MATERIAL FOR THIS TASK Block Start

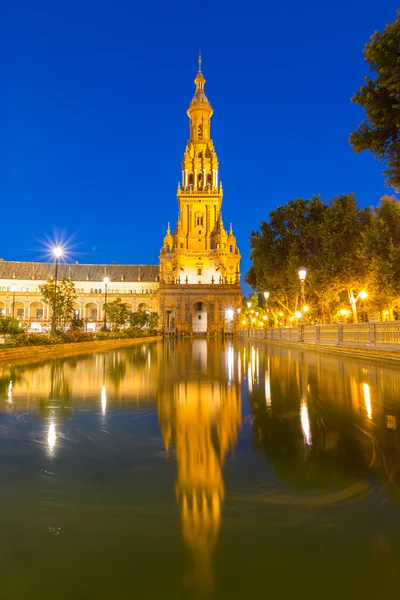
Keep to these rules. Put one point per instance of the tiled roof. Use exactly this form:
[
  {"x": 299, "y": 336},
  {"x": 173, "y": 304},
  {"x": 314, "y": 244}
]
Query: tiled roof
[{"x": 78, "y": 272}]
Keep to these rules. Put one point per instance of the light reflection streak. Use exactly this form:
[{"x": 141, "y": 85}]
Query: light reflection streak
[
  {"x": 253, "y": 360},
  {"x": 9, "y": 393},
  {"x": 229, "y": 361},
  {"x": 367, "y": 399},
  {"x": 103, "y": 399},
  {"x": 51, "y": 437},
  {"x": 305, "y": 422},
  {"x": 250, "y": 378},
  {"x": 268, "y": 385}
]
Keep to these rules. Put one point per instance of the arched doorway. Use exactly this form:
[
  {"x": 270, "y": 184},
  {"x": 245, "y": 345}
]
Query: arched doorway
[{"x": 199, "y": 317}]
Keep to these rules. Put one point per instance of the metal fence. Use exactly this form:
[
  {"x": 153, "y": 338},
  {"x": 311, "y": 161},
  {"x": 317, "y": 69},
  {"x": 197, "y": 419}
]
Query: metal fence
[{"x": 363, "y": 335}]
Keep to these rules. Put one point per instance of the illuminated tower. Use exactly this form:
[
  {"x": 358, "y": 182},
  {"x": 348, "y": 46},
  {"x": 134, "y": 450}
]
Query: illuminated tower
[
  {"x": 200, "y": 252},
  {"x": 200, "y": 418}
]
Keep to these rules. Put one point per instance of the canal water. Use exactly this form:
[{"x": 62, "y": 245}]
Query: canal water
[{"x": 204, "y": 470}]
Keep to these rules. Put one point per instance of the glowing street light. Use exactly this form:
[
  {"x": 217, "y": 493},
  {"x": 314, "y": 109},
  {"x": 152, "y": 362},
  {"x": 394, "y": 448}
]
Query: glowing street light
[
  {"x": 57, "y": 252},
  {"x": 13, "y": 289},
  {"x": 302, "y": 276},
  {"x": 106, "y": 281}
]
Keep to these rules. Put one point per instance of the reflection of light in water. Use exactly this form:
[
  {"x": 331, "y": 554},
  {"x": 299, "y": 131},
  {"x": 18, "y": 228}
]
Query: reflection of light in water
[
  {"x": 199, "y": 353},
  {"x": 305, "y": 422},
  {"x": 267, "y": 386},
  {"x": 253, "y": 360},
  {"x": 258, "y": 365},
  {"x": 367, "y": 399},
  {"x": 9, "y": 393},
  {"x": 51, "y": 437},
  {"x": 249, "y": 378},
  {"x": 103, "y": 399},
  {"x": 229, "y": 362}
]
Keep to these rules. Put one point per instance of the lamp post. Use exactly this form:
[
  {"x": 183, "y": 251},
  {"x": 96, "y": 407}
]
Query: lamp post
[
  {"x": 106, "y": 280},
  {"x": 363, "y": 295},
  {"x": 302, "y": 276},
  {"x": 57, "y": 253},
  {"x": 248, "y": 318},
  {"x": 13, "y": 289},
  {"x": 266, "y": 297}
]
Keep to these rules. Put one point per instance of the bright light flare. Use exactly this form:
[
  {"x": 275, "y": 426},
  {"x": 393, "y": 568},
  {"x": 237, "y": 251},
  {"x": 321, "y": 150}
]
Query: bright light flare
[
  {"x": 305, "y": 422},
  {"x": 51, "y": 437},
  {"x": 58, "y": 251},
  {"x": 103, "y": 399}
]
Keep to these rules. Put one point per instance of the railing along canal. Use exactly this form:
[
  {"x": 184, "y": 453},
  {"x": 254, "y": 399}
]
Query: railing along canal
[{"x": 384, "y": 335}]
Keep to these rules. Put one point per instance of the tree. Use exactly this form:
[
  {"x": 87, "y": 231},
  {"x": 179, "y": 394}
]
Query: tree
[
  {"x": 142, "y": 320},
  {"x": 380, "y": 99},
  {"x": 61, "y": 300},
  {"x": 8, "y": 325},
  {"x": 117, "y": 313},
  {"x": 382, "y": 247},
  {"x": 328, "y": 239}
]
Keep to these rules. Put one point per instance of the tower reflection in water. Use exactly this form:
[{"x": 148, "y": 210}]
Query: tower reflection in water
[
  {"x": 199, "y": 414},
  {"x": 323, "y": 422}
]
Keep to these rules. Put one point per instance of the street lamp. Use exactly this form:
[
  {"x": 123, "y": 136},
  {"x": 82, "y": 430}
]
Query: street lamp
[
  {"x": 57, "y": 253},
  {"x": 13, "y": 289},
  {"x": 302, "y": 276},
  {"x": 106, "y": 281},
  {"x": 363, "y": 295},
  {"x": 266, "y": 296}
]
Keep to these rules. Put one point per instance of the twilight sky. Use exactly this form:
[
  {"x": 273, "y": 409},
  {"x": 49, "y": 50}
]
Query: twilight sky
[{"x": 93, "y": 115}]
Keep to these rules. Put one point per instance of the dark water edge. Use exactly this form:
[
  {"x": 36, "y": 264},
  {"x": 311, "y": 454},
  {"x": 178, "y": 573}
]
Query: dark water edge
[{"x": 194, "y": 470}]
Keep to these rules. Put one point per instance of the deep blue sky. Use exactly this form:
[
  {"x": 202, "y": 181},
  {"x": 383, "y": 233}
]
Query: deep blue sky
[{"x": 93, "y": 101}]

MATERIAL FOR THIS TASK Block End
MATERIAL FOR THIS TASK Block Start

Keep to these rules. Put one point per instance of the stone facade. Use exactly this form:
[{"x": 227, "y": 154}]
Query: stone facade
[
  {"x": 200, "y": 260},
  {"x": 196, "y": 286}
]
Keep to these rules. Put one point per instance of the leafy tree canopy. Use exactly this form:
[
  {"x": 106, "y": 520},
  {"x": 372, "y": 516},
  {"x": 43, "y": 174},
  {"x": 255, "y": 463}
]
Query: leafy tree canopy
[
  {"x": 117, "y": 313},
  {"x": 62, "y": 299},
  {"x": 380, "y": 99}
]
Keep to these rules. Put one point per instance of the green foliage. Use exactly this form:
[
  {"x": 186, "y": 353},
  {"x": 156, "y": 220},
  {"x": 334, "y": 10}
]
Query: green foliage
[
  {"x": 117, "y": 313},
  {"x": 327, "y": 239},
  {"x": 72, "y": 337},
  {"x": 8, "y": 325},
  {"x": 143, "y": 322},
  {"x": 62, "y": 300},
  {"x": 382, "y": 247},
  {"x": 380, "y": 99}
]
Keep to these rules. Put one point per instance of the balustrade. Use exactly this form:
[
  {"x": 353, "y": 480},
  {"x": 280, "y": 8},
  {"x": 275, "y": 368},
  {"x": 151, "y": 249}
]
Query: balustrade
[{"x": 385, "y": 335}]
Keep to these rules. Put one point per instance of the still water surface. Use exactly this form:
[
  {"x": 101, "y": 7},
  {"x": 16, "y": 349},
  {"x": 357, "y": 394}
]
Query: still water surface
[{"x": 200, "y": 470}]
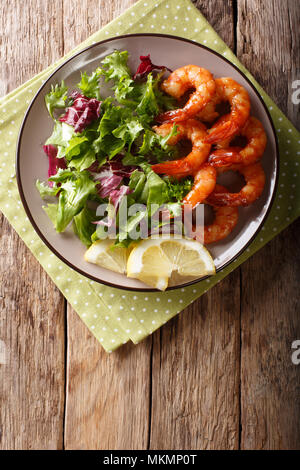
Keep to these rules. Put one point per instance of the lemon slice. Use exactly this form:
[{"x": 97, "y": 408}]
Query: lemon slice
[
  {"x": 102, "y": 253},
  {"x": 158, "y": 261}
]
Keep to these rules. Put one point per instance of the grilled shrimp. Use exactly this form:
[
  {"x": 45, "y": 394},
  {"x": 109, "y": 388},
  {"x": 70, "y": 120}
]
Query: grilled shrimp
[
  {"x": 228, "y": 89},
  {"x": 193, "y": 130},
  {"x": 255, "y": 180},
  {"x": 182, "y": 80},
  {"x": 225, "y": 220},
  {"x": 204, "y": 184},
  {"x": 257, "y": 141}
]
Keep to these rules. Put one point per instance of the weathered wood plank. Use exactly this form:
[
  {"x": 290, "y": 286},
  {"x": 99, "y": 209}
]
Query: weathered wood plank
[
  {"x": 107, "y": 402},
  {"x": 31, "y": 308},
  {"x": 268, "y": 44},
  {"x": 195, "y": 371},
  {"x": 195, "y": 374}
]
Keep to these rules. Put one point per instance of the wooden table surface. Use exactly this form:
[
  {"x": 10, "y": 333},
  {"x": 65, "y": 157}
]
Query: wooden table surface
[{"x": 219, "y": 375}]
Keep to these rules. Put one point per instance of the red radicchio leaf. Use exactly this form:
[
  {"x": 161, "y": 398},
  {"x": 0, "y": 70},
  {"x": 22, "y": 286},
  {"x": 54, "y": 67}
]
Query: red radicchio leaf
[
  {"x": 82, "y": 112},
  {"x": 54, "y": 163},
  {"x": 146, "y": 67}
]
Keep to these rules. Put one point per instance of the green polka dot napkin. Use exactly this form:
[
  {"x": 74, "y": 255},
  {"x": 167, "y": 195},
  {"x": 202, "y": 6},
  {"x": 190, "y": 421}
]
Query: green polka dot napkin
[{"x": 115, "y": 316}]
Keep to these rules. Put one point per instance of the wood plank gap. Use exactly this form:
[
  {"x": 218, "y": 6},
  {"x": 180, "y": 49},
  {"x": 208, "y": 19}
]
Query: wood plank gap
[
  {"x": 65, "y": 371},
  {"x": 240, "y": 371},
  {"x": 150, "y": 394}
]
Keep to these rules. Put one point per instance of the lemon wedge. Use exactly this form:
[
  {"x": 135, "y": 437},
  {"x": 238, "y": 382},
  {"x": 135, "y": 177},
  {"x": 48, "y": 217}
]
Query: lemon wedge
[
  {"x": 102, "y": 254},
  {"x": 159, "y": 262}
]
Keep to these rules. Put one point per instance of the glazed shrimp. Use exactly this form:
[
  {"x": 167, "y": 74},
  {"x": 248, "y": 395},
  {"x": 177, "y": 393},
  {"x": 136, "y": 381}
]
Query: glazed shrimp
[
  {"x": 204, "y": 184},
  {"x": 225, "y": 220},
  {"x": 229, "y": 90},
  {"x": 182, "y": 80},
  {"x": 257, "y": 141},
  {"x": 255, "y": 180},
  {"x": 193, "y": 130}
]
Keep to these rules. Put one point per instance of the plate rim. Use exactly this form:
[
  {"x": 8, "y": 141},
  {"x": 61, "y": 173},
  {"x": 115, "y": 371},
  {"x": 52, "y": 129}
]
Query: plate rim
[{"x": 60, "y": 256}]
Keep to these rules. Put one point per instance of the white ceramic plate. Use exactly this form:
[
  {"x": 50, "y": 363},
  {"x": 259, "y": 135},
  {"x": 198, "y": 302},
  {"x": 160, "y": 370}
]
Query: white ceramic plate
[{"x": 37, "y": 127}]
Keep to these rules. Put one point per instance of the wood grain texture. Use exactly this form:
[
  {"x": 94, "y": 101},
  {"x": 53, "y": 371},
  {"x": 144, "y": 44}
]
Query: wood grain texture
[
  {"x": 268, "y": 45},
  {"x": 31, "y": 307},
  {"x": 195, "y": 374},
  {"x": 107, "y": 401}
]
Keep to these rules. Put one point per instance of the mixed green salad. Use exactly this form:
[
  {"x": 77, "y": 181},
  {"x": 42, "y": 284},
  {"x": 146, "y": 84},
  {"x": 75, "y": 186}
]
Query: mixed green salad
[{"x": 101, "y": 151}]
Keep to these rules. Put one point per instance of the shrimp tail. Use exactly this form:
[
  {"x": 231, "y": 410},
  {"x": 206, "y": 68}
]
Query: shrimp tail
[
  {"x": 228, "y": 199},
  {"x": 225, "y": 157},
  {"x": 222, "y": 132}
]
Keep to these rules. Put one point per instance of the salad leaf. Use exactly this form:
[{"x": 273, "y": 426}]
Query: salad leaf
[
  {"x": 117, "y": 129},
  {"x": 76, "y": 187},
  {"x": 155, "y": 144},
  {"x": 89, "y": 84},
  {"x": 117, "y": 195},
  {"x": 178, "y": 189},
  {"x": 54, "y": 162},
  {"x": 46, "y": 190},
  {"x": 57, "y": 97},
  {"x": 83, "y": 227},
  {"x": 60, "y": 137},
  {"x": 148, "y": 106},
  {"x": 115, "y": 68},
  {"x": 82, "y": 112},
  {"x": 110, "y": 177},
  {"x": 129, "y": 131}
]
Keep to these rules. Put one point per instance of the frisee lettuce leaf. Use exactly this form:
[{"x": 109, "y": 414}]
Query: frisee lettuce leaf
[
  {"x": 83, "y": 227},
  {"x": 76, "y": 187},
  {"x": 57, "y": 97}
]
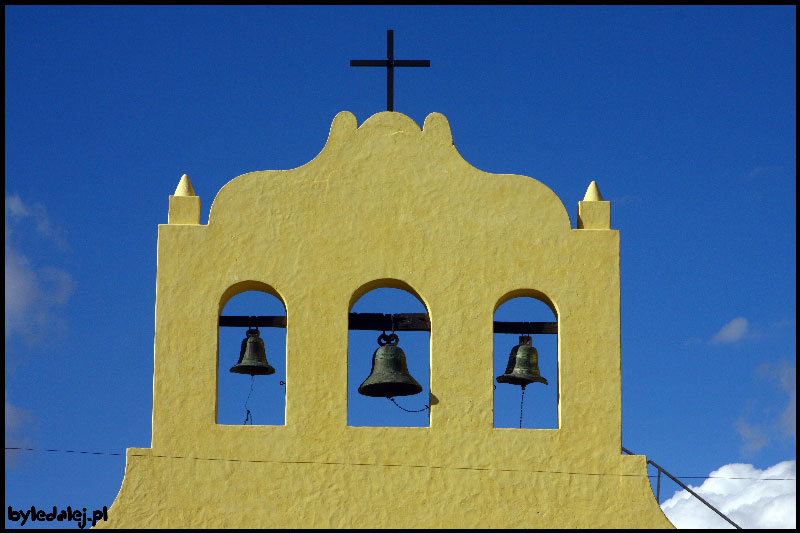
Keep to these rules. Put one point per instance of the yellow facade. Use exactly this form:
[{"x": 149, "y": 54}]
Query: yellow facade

MATERIAL FOR THIS TASK Block End

In the entries above, identify every line with the word "yellow". Copy those lines.

Keep to these rules. Put one point per instance of the yellow facade. Use exactly this form:
Query: yellow facade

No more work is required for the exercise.